REQUIRED WORK:
**a)** Answer these questions about the Tableau-Redshift performance post:
(i) How many virtual users executed the vizzes, and for roughly how long?
(ii) How many copies of the same database were optimized differently?
(iii) How much RAM does each dc1.8xlarge node have?
**b)** In the Tableau-Redshift performance post, what node counts were used for the dc1.large clusters? List every one.
**c)** Carry on writing the Tableau-Redshift performance post, starting after its final sentence.
## Begin EXCERPT
Setting the Stage
In past entries, we’ve:
- Framed the Tableau-Redshift relationship
- Discussed how to measure performance
- Laid out things you should and shouldn’t do vis-à-vis performance
In this final post I’ll attempt to put everything together by applying what we’ve learned to a real-world scenario.
The goal is to (within reason) see how Redshift behaves in the field when we take the training wheels off and “do our worst” with Tableau.
I used TabJolt to exercise 10+ different vizzes published to Tableau Server. Each viz connects to the same instance of Redshift. A single virtual user executed these vizzes for about an hour, making sure to bypass Tableau’s cache.
The goal was to force Redshift to work hard, so we don’t want Tableau’s cache getting in the way and making Redshift’s life easy. The perceived performance results you’ll see are therefore “worst case” because we always wait on an answer from Redshift before the user gets a result.
To make things interesting, I used 5 copies of the same database and optimized each differently (sort keys, distribution keys & styles, variations in database schema) so we could see the outcome from the perspective of a Tableau user. I also tested these databases with different amounts of data. More on that later.
I leveraged clusters running different instance types and counts:
2, 5, 10, 32 Dense Compute (dc1.large) nodes
- 2 vCPU / 7 ECU each
- 15 GB RAM each
- 160 GB SSD storage each
2 Dense Compute (dc1.8xlarge) nodes
- 32 vCPU / 104 ECU each
- 244 GB RAM each
- 56 TB SSD storage each
At times, I’d randomly have another user executing the same vizzes on Tableau to create concurrency issues. I then experimented with WLM settings to increase the number of concurrent queries the cluster could execute.
After running baseline tests, I moved into a “tuning” stage and used our Tableau-Redshift “rules of thumb” in order to INCREASE performance.
My tuning goal was NOT to end up with “the singular, uber-fast viz”. Since this is all make-believe anyway, that seemed like a waste of time to me. In fact, several times I left things in a “good enough for the moment” state and moved on. My real focus is to demonstrate the type of things you can do to improve performance: you can take these ideas and then vary / extend them as you see fit.
When all was said and done, I ran upwards of sixty hour-plus tests and managed to generate some pretty useful data.
## End EXCERPT
## Begin GIVEN ENTRIES
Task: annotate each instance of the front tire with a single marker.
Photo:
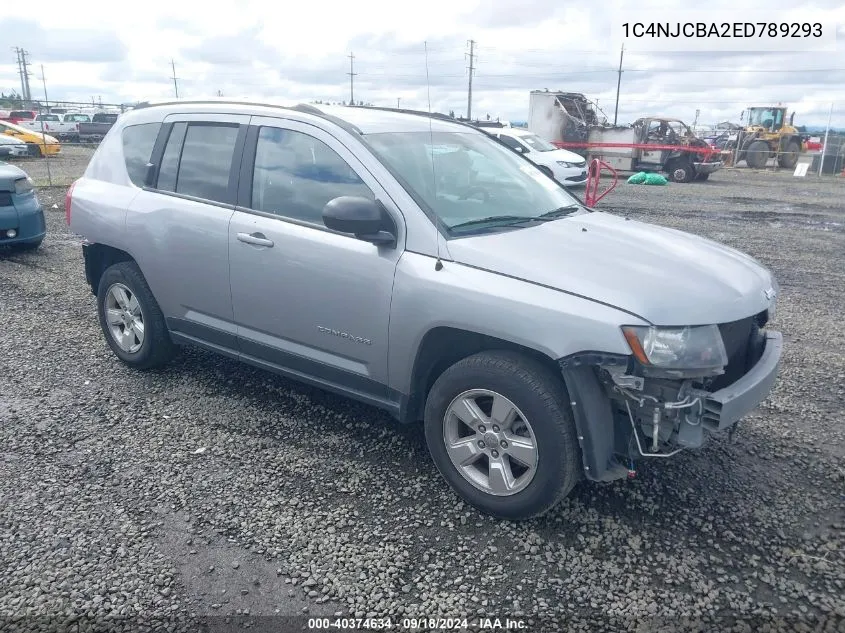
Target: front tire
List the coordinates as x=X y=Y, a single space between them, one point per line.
x=500 y=430
x=789 y=158
x=131 y=319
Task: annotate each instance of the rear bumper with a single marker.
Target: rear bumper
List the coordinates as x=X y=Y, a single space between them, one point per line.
x=725 y=407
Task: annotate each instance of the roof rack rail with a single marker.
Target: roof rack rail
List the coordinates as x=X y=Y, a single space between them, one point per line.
x=423 y=113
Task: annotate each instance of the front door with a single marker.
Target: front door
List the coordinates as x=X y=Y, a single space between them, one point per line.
x=307 y=299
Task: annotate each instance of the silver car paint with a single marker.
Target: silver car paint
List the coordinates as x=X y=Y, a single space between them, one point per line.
x=290 y=296
x=315 y=278
x=666 y=276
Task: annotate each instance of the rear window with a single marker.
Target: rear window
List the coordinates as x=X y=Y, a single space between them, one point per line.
x=138 y=141
x=201 y=169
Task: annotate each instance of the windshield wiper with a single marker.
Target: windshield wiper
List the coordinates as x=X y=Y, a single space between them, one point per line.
x=560 y=212
x=496 y=220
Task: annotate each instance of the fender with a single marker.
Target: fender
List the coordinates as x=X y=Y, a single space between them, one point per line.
x=594 y=423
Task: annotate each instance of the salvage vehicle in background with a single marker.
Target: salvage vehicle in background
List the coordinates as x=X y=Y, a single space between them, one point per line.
x=39 y=144
x=62 y=126
x=539 y=341
x=11 y=147
x=769 y=135
x=651 y=144
x=22 y=224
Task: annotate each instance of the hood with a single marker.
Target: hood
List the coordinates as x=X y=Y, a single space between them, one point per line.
x=665 y=276
x=10 y=140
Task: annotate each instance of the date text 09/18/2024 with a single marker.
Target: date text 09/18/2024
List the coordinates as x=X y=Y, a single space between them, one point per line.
x=416 y=624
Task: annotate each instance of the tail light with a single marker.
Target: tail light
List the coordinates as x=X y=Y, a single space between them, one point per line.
x=68 y=199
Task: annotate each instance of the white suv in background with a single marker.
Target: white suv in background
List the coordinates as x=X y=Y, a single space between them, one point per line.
x=568 y=168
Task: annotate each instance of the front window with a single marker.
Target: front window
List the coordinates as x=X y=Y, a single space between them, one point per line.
x=472 y=183
x=537 y=144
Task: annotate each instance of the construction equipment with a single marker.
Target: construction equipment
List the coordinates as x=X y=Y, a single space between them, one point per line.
x=768 y=134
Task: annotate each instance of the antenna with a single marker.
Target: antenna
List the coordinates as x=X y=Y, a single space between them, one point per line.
x=439 y=264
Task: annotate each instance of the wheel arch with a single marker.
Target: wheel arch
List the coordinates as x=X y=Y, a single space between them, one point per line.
x=443 y=346
x=98 y=257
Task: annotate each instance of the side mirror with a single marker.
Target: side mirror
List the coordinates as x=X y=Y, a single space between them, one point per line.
x=149 y=174
x=362 y=217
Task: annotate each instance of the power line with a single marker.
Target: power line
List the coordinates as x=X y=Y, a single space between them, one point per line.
x=24 y=73
x=351 y=74
x=471 y=70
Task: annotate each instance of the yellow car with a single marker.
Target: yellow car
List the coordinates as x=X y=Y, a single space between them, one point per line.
x=48 y=146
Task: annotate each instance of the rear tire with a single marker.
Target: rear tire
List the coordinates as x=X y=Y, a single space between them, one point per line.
x=757 y=155
x=131 y=319
x=519 y=456
x=680 y=170
x=28 y=246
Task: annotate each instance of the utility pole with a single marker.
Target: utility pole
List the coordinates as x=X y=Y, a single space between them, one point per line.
x=175 y=85
x=23 y=71
x=469 y=86
x=618 y=84
x=44 y=143
x=824 y=145
x=351 y=74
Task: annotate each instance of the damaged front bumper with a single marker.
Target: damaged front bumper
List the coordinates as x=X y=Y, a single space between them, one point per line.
x=727 y=406
x=621 y=417
x=707 y=168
## End GIVEN ENTRIES
RESULTS IN ORDER:
**a)**
(i) A single virtual user, for about an hour.
(ii) Five.
(iii) 244 GB.

**b)** 2, 5, 10, 32

**c)**
Let’s get started.
The Vizzes
I created a workload with a mix of vizzes which fall between “simple” and “complex”. The simple vizzes generally fire one or two queries and do basic filtering. As you’d expect, the big, ugly dashboards contain many worksheets and quick filters (don’t do this) and as a result fire MANY queries at Redshift at the same time:
The Data
Schema
I generated three sets of TPC-DS data and leveraged a subset of the TPC-DS schema. Essentially, I used the store_sales fact table and supporting dimensions, then ignored catalog & web sales and returns.
The datasets I generated included some foreign key values in my fact table that didn’t exist in the associated dimension tables. I don’t know whether the folks at TPC did this on purposes OR if I simply made a mistake, but I went with it – having dirty data is sometimes a fact of life.
As a result, I used lots of LEFT JOINS in my Tableau data source, which probably prevented most join culling from occuring (recall that join culling is good for performance). Here is what my data source looked like in Tableau:
Data Volume
I mentioned three sets of data – pretty much these represent small, medium, and larger datasets. Here are the approximate number of rows in each of the three data sets:
Since I hate waiting, I tended to use the 180M row fact table dataset to “learn with”. I then would swap over to the 390M or 3B row dataset to confirm that behavior was more or less the same and make additional adjustments if necessary.
Table Design
Finally, here are the five (similar, but different) database designs I went with. At the highest level, each database uses the exact same tables, columns, and referential integrity constraints as defined by TPC-DS.
They differ when it comes to the “Redshift stuff” around sort keys, dist styles/keys, etc. . I created each one pretty much at random using a “best guess” approach. I didn’t think too hard since I figured I’d need to optimize later anyway based on test results…and boy, did I ever.
Lesson learned: It won’t be perfect at first, don’t waste too much time attempting to make it that way up front. Instead, iterate.
The key thing to note here is database v1 is essentially unoptimized. Redshift will automatically use an EVEN distribution style if none is specified, and I didn’t bother putting in a sort key. The other designs represent me trying various other sort key and distribution key/style combinations on the fact and dimension tables.
You may notice that database v3 is sort of highlighted in the table above – that’s because it happened to be the most efficient “out of the box”.
Baseline Results
I grabbed performance data using the techniques I described here. I generally went with bump charts to help highlight performance changes over time as I experimented with the sort keys, dist keys, and schemas of each of the five test databases.
The bump chart isn’t really appropriate for communicating initial/baseline results since all this stuff pretty much occurred at the same point in time, but whatever. I’m lazy sometimes.
There were also a few instances where I ran a test incorrectly, realized it afterwards, and decided NOT to re-run it. I started getting sick of testing after a while, so you’ll have to forgive me.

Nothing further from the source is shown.